Text provided Block Start

The Milwaukee and Northern Railway Company (M&N) is a former railroad company that built a railroad connecting Milwaukee, Green Bay, and Michigan's Upper Peninsula.

== Founding to 1893 ==
The M&N was charted in February 24, 1870, and construction of the railway's mainline begun shortly after. By the end of 1870 the tracks stretched from North Milwaukee or Schwartburg to Cedarburg, and by 1873 the line had reached Green Bay by a route east of Lake Winnebago serving mostly small communities such as of Cedarburg, Plymouth, Hilbert, and Greenleaf. South of Milwaukee the M&N used Chicago Milwaukee and Saint Paul (Milwaukee Road) tracks to reach Chicago. In 1880, the M&N bought the Ontonagon & Brule River Railroad Company aka O & B completing their chartered route to Lake Superior. In 1899 the O & B completed the 46 mile line to Sidnaw, MI. On June 20 1890 the company was acquired by the Chicago Milwaukee and Saint Paul, but continued to operate as the M&N. In 1893 the line reached the southern shore of Lake Superior, and the same year it became its own division of the Milwaukee Road officially ending the M&N.

== Milwaukee Road ownership ==
The M&N mainline would continue to be used by the Chicago Milwaukee and Saint Paul successfully into the twentieth century carrying both freight and passenger trains such as the Copper Country Limited and The Chippewa. However, by the late twentieth century most of the passenger service had ended, and in 1977 the Chicago Milwaukee and Saint Paul went bankrupt. Over the coming decades, sections of the M&N mainline would either be abandoned or fall under the control of another railroad. Much of the section north of Green Bay was sold to the Escanaba and Lake Superior Railroad in 1980 and 1982 with other sections being abandoned. The section from Hilbert to Green Bay was abandoned and converted into the Fox River Trail ending the lines direct connection with Green Bay. The section between Hilbert and Milwaukee is owned by Canadian National, and Wisconsin and Southern and is used as a secondary freight only line serving local industry, Canadian National uses a route west of Lake Winnebago as its mainline to access Green Bay. The tracks used by the M&N between Milwaukee and Chicago continue to host passenger service, Amtrak's Hiawatha and Empire Builder both use the former M&N route between Milwaukee and Chicago, Metra also uses the same section for its commuter services on its Milwaukee District North Line.

Text provided Block End
Material provided Block Start

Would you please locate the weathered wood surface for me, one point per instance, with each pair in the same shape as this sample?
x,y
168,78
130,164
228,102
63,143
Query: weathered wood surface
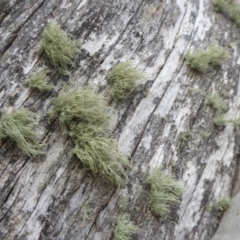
x,y
42,198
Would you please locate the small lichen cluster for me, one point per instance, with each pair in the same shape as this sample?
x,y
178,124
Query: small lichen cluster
x,y
84,116
165,192
124,228
19,127
122,80
222,205
39,81
230,8
60,47
204,60
217,103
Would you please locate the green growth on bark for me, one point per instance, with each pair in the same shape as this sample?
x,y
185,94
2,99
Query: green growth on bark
x,y
217,103
100,154
230,8
19,127
165,192
205,60
222,205
84,116
40,81
122,80
80,107
60,47
124,228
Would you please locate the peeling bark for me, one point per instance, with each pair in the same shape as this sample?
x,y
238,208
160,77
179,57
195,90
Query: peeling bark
x,y
42,198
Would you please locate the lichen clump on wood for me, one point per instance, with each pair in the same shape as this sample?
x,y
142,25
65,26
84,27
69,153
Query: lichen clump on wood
x,y
124,228
122,80
165,192
84,116
60,47
75,108
222,205
230,8
19,127
217,103
40,81
204,60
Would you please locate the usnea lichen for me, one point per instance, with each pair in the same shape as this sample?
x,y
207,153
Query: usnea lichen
x,y
19,127
230,8
84,116
60,47
165,192
40,81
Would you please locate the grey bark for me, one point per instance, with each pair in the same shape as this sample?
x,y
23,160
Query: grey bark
x,y
42,198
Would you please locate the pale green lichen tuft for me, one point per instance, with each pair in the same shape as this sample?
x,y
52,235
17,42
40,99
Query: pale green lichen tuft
x,y
19,127
230,8
84,116
217,103
60,47
40,81
165,192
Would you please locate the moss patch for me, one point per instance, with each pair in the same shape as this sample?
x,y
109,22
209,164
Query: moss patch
x,y
84,116
217,103
165,192
19,127
40,81
229,8
60,47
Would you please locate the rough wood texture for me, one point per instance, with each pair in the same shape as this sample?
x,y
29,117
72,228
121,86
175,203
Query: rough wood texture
x,y
42,198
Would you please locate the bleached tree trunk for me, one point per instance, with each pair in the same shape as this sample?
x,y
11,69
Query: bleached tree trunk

Material provided Block End

• _Work request_
Decide whether each statement below agrees with the Milwaukee and Northern Railway text, answering yes or no and quoting the deciding words. (a) The M&N was acquired by the Chicago Milwaukee and Saint Paul on June 20, 1890. (b) The section from Hilbert to Green Bay is now owned by Canadian National. (c) By 1873 the line reached Green Bay by a route west of Lake Winnebago.

• _Response area_
(a) Yes: "On June 20 1890 the company was acquired by the Chicago Milwaukee and Saint Paul, but continued to operate as the M&N."
(b) No: "The section from Hilbert to Green Bay was abandoned and converted into the Fox River Trail"
(c) No: "by 1873 the line had reached Green Bay by a route east of Lake Winnebago"